Identify each line in the items below that contains the string "green", and copy those lines. Match case exactly.

* start Recorded data *

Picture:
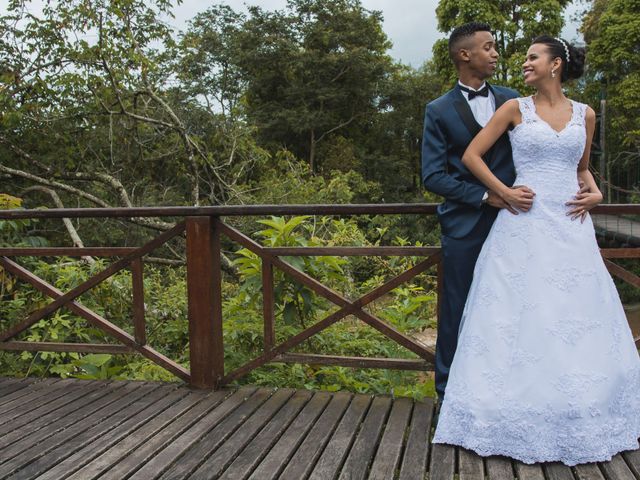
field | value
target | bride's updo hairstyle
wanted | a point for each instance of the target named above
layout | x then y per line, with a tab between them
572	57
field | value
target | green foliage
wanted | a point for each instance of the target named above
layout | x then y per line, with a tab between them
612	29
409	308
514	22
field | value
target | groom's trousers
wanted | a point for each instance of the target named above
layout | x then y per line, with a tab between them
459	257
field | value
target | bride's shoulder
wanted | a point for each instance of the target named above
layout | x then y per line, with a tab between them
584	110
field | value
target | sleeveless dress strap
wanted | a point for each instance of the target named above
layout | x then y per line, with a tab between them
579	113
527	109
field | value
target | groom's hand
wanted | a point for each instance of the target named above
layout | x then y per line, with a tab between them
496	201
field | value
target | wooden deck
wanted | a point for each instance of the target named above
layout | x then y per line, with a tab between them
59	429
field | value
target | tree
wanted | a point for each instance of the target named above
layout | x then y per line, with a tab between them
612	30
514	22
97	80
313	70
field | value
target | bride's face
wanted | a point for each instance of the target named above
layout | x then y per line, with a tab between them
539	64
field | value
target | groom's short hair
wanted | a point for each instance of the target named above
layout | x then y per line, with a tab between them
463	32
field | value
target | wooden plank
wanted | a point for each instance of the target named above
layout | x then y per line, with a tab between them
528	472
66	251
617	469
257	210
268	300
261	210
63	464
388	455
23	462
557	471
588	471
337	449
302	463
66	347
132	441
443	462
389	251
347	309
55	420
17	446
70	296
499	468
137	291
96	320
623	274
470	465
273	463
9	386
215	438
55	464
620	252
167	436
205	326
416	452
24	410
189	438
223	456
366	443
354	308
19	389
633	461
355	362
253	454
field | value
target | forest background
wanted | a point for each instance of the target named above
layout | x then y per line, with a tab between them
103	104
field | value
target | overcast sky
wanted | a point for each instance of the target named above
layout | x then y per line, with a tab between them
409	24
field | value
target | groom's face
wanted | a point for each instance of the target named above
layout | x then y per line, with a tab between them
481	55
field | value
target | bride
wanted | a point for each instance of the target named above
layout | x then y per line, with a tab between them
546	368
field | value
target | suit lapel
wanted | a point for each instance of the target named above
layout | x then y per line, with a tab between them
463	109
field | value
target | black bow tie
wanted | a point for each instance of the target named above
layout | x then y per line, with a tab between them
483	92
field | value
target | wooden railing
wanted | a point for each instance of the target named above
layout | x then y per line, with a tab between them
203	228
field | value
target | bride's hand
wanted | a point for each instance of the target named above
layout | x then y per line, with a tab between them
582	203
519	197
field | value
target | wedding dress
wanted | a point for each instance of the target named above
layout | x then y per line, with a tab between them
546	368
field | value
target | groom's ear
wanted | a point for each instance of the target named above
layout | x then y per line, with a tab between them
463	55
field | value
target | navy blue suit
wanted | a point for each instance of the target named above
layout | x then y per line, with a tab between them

* end Recorded data *
* start Recorded data *

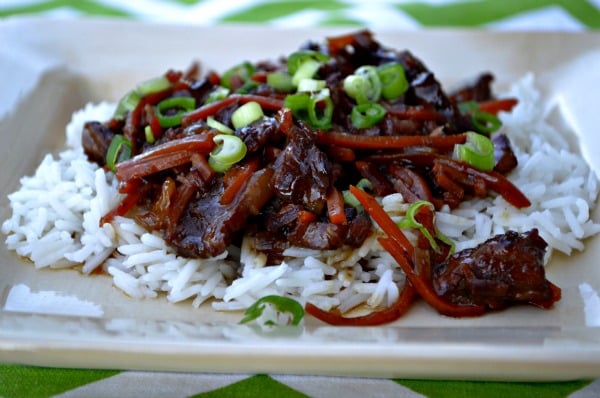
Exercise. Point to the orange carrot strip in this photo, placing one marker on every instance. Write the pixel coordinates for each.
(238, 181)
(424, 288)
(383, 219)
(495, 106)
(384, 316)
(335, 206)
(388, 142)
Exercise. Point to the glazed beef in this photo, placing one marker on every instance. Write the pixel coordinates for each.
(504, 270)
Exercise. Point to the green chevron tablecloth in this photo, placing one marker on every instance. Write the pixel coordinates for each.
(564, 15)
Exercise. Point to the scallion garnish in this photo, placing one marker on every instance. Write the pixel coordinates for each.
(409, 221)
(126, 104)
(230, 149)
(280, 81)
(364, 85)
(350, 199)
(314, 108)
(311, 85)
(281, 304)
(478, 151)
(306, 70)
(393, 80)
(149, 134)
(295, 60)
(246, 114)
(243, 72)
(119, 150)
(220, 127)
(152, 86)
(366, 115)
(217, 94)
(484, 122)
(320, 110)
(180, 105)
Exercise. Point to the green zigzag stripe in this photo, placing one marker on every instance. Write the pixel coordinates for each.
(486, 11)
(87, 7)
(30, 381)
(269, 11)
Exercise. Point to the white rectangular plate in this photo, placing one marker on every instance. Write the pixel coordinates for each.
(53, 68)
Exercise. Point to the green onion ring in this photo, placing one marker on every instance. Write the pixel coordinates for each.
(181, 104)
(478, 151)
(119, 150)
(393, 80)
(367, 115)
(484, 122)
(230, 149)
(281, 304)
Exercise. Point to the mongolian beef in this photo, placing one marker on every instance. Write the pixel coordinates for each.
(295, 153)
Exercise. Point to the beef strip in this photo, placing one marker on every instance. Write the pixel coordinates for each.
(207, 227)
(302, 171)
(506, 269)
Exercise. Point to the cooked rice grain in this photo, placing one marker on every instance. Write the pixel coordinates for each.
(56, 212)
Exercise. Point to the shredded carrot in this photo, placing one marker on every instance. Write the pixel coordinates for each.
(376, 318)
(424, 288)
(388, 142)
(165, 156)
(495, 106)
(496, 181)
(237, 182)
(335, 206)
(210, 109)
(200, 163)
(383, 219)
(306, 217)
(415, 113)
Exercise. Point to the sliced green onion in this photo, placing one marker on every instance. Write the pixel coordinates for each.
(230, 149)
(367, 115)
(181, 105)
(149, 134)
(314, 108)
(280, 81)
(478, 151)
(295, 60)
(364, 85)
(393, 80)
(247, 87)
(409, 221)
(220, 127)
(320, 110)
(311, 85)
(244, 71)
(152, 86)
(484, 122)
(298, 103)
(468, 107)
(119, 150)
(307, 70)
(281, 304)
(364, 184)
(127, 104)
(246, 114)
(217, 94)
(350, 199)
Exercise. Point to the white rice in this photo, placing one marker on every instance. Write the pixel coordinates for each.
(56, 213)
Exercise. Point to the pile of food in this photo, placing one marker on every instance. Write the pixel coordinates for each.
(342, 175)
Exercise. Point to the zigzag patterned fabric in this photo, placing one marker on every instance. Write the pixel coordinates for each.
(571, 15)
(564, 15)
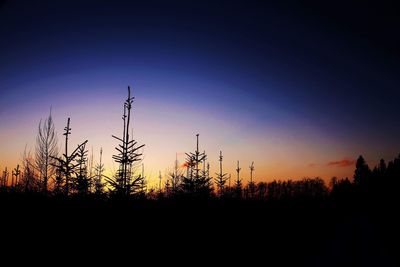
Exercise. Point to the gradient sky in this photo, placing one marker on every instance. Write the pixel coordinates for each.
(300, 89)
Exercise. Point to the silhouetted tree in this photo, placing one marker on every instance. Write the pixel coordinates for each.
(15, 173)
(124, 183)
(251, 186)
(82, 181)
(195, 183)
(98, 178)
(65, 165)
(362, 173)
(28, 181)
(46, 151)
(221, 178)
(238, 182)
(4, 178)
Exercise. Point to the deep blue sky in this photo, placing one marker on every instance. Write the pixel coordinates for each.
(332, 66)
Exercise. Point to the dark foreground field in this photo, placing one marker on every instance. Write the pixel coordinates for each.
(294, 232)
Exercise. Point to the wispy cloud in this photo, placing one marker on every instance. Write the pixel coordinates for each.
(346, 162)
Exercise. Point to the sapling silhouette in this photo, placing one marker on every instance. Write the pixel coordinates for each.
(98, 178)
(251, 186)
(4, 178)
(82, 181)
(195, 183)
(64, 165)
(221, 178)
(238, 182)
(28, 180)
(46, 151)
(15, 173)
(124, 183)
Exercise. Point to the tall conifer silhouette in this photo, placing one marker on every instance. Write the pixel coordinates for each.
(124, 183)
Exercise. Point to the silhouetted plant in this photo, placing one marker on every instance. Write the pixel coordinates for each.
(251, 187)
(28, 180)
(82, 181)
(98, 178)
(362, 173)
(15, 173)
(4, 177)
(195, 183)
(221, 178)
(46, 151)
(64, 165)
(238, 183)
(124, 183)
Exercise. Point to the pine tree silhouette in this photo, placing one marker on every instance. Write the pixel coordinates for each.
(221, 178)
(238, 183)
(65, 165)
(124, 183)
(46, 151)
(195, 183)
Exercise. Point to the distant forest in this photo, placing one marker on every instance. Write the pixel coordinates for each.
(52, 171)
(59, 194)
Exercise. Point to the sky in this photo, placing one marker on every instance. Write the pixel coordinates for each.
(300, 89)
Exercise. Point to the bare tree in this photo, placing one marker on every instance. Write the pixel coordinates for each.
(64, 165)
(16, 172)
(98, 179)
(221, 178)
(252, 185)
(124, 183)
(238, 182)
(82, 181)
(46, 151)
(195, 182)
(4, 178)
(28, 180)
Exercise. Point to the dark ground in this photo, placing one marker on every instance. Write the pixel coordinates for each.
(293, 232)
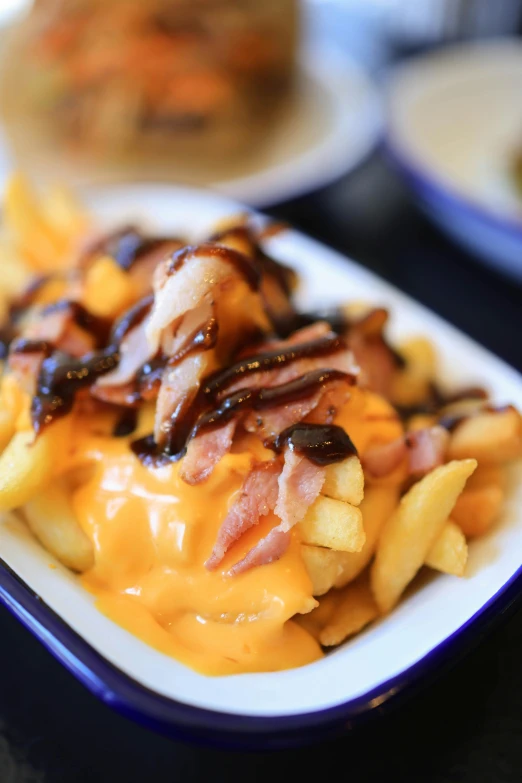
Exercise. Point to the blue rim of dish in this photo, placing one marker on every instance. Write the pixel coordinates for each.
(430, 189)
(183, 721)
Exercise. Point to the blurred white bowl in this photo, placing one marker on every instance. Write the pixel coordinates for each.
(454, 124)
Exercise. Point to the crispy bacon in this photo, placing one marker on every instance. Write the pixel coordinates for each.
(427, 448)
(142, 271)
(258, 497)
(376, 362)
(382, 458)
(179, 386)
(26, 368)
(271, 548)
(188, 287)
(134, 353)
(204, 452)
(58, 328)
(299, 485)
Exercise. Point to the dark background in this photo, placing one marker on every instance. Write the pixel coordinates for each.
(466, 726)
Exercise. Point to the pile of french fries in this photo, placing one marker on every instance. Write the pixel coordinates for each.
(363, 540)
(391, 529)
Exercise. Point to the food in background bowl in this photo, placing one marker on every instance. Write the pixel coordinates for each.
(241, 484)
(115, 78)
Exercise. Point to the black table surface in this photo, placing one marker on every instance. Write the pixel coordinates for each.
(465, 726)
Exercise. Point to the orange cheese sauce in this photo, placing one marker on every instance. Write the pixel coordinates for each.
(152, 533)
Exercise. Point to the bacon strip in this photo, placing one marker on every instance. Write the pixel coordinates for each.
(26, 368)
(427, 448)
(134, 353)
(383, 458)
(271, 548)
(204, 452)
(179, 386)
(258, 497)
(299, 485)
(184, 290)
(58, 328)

* end Recorded data *

* _Completed task_:
target | green foliage
Exercise. Point to the green chevron tablecloth in this photo, placing one marker on every instance. Write the pixel coordinates for each.
Exercise. Point to the green zigzag stripe in this photo, placing one marker on every instance. Write the pixel coordinates for each.
Exercise. Point to the green onion ring in this photo, placing one marker on every instance. Write the pixel coordinates for each.
Exercise. Point to the sliced green onion in this photo, placing one marker on every instance. Write the pixel coordinates for each.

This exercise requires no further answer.